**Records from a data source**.
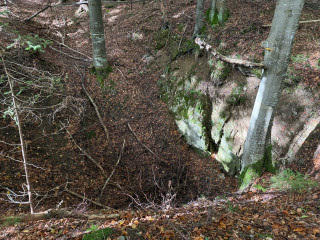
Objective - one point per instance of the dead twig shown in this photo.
(156, 156)
(114, 169)
(66, 54)
(301, 22)
(85, 153)
(54, 213)
(22, 142)
(202, 44)
(94, 105)
(37, 13)
(87, 199)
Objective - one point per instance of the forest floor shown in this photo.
(161, 187)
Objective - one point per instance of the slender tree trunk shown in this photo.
(212, 10)
(22, 143)
(219, 12)
(257, 148)
(222, 9)
(100, 61)
(199, 19)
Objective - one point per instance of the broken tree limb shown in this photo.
(37, 13)
(301, 22)
(156, 156)
(87, 199)
(94, 105)
(21, 137)
(86, 154)
(59, 214)
(79, 3)
(202, 44)
(114, 169)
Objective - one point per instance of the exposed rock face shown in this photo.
(212, 107)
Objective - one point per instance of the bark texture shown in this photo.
(97, 35)
(218, 12)
(199, 19)
(257, 148)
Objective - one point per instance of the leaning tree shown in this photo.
(257, 148)
(100, 61)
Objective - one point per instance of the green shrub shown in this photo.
(292, 181)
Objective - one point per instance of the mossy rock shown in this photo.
(219, 72)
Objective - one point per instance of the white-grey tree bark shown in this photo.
(218, 12)
(257, 148)
(100, 61)
(22, 143)
(199, 19)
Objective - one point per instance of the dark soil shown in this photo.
(157, 169)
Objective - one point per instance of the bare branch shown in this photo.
(85, 198)
(94, 105)
(202, 44)
(156, 156)
(23, 147)
(119, 158)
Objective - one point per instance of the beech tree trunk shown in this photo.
(199, 19)
(257, 148)
(99, 56)
(218, 12)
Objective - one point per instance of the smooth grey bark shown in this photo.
(199, 19)
(218, 12)
(257, 148)
(212, 9)
(22, 142)
(99, 56)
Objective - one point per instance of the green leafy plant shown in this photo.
(292, 181)
(100, 234)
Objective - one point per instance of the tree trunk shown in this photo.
(199, 19)
(218, 12)
(22, 142)
(100, 61)
(257, 148)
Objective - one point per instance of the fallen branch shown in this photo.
(68, 55)
(59, 214)
(143, 143)
(21, 137)
(301, 22)
(87, 199)
(94, 105)
(63, 44)
(79, 3)
(86, 154)
(202, 44)
(37, 13)
(114, 169)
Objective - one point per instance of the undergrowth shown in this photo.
(288, 180)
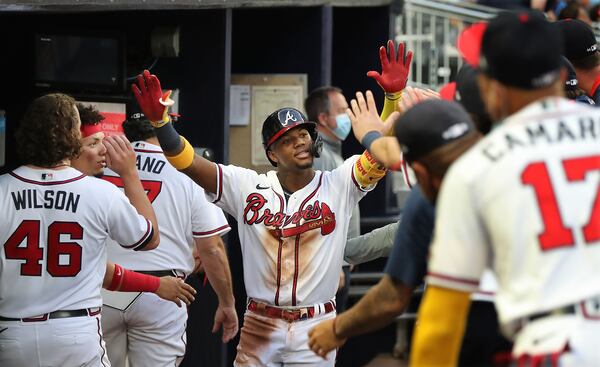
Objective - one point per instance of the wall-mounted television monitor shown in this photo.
(73, 63)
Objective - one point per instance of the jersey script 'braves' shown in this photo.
(530, 208)
(292, 249)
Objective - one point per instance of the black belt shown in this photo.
(567, 310)
(61, 314)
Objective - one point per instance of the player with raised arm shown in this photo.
(524, 201)
(52, 255)
(292, 225)
(91, 160)
(151, 332)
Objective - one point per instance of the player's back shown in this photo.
(535, 182)
(175, 199)
(54, 227)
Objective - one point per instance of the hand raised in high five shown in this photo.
(364, 116)
(151, 99)
(411, 96)
(394, 70)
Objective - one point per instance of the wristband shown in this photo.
(168, 138)
(129, 281)
(393, 96)
(369, 138)
(335, 330)
(184, 158)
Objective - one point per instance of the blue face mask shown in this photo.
(344, 126)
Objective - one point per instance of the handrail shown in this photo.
(464, 9)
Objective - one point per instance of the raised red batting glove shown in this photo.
(151, 99)
(394, 72)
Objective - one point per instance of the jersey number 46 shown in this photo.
(555, 233)
(33, 253)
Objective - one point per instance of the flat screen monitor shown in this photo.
(80, 62)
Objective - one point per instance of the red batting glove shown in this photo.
(151, 99)
(394, 72)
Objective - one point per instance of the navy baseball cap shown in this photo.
(579, 39)
(467, 90)
(522, 50)
(430, 125)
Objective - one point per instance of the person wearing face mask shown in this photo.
(327, 107)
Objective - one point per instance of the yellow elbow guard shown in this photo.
(441, 321)
(390, 104)
(184, 158)
(367, 170)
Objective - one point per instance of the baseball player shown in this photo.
(91, 160)
(52, 259)
(151, 332)
(581, 49)
(292, 226)
(524, 200)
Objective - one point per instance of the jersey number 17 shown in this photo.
(555, 233)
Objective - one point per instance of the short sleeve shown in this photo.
(459, 252)
(128, 228)
(408, 260)
(232, 182)
(207, 219)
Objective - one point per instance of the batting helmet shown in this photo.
(283, 120)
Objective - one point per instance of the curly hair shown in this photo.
(89, 115)
(49, 131)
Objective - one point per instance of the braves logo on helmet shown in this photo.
(287, 115)
(283, 120)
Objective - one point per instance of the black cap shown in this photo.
(521, 50)
(467, 90)
(430, 125)
(571, 82)
(579, 39)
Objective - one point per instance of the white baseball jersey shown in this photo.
(292, 250)
(53, 231)
(181, 208)
(525, 200)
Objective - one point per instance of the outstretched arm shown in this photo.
(370, 246)
(379, 306)
(369, 128)
(155, 105)
(214, 258)
(168, 288)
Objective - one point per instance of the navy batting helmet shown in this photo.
(283, 120)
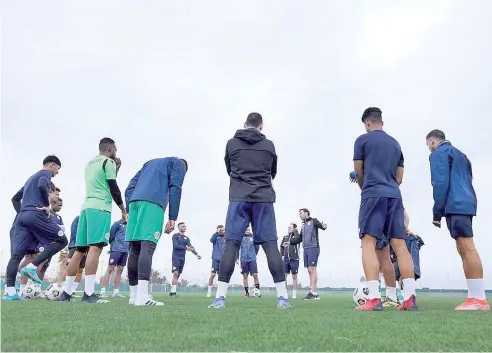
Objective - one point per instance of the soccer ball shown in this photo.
(31, 292)
(53, 292)
(255, 292)
(361, 294)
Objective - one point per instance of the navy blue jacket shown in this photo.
(251, 163)
(159, 181)
(451, 176)
(117, 237)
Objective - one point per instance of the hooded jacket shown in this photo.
(251, 163)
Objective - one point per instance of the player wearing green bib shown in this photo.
(95, 219)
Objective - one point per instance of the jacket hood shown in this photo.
(250, 136)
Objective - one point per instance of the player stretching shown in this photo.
(157, 183)
(95, 219)
(455, 199)
(218, 247)
(35, 224)
(290, 253)
(247, 256)
(118, 254)
(378, 163)
(251, 163)
(181, 244)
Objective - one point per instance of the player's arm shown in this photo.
(439, 165)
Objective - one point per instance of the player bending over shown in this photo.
(118, 254)
(251, 163)
(157, 183)
(95, 219)
(181, 244)
(218, 247)
(35, 224)
(378, 165)
(455, 199)
(290, 254)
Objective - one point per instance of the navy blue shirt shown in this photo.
(382, 155)
(36, 191)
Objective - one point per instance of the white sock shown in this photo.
(281, 289)
(221, 289)
(374, 292)
(410, 287)
(69, 283)
(391, 293)
(142, 291)
(476, 288)
(90, 280)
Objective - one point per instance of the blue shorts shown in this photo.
(291, 266)
(383, 219)
(215, 266)
(118, 258)
(460, 226)
(249, 267)
(178, 264)
(33, 228)
(261, 216)
(311, 257)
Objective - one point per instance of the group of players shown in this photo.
(251, 163)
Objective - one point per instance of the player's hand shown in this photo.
(169, 227)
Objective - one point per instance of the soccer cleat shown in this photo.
(30, 273)
(408, 305)
(371, 305)
(218, 303)
(93, 299)
(472, 304)
(389, 303)
(283, 303)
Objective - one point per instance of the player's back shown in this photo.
(32, 198)
(382, 156)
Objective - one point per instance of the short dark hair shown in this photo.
(105, 143)
(372, 114)
(438, 134)
(52, 159)
(305, 210)
(254, 120)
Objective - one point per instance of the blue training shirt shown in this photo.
(382, 155)
(36, 191)
(159, 181)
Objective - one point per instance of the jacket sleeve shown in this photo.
(439, 165)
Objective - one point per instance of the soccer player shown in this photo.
(95, 219)
(157, 183)
(455, 199)
(218, 241)
(118, 254)
(35, 225)
(181, 244)
(310, 242)
(247, 256)
(290, 254)
(251, 163)
(378, 165)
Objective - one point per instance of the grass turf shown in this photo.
(186, 324)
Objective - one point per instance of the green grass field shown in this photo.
(186, 324)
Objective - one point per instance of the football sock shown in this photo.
(476, 288)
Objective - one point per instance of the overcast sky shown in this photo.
(168, 79)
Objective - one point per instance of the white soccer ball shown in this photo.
(53, 292)
(255, 292)
(361, 294)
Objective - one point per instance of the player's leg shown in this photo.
(461, 230)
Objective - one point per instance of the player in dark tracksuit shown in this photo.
(251, 163)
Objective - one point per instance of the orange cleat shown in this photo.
(472, 304)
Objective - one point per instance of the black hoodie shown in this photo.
(251, 163)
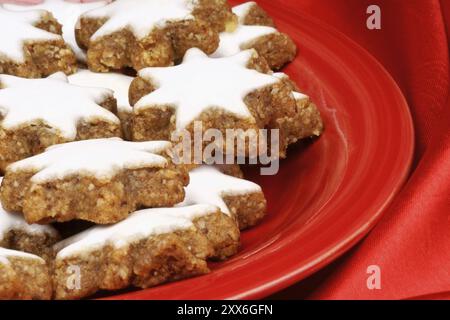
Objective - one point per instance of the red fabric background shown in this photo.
(412, 242)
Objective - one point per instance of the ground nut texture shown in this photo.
(88, 196)
(30, 124)
(161, 46)
(251, 13)
(24, 278)
(145, 261)
(37, 244)
(272, 107)
(41, 57)
(296, 120)
(253, 32)
(34, 138)
(90, 199)
(224, 187)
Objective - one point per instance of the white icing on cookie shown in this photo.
(54, 101)
(140, 16)
(10, 221)
(243, 10)
(67, 14)
(140, 225)
(117, 82)
(5, 254)
(234, 42)
(209, 185)
(17, 28)
(99, 158)
(201, 83)
(297, 95)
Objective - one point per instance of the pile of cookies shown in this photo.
(91, 95)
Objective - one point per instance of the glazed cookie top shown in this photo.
(233, 42)
(10, 221)
(17, 28)
(67, 14)
(209, 185)
(99, 158)
(5, 254)
(201, 83)
(52, 100)
(140, 16)
(141, 224)
(297, 95)
(117, 82)
(242, 10)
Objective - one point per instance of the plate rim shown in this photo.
(298, 271)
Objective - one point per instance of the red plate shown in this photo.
(329, 193)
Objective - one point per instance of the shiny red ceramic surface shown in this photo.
(330, 192)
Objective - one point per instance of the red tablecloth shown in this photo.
(411, 244)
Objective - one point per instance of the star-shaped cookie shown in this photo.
(201, 84)
(277, 48)
(53, 101)
(98, 180)
(22, 28)
(67, 14)
(239, 198)
(31, 44)
(17, 234)
(152, 246)
(151, 33)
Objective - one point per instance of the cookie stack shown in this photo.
(97, 145)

**YOUR TASK**.
In the entries above, find the line containing "Objective - one point per instance of the black hoodie"; transcribe exactly that line and every line after it through the end, and only those, omitting pictures.

**ANSWER TO THIS TASK**.
Objective - one point per instance of the black hoodie shown in this photo.
(251, 163)
Objective - one point per instance of the red fabric background shown in this photo.
(412, 242)
Objective - one point per instance of the ground nut texture shown in this photo.
(88, 196)
(30, 124)
(161, 46)
(251, 13)
(24, 278)
(145, 261)
(37, 244)
(272, 107)
(41, 57)
(296, 120)
(253, 32)
(34, 138)
(90, 199)
(224, 187)
Objective - one point per instance of the white icing on cookie shown in this photo.
(54, 101)
(140, 16)
(10, 221)
(243, 10)
(67, 14)
(140, 225)
(117, 82)
(5, 254)
(234, 42)
(209, 185)
(17, 28)
(99, 158)
(201, 83)
(297, 95)
Objective - one point per instance of the pile of cookies shown in this photo.
(91, 95)
Objective - one point per instance of the glazed cookie top shown in this photo.
(233, 42)
(10, 221)
(17, 28)
(67, 14)
(209, 185)
(99, 158)
(5, 254)
(201, 83)
(52, 100)
(140, 16)
(141, 224)
(297, 95)
(117, 82)
(242, 10)
Objective - one point per instance of the plate rim shown in this photo.
(298, 271)
Objective - one point per instance of the red plate shown in this photo.
(329, 193)
Objective - one point per instance of the shiny red ceramic surface shown in this photo.
(330, 192)
Objective - one point per instance of the red tablecloth shown in this photo.
(411, 244)
Objective - one point per instance of the star-shaped cookie shown in this photo.
(201, 84)
(277, 48)
(53, 101)
(98, 180)
(22, 28)
(67, 14)
(239, 198)
(31, 44)
(17, 234)
(152, 246)
(151, 33)
Objective - one point per instance of the cookie stack shown in this photo.
(97, 145)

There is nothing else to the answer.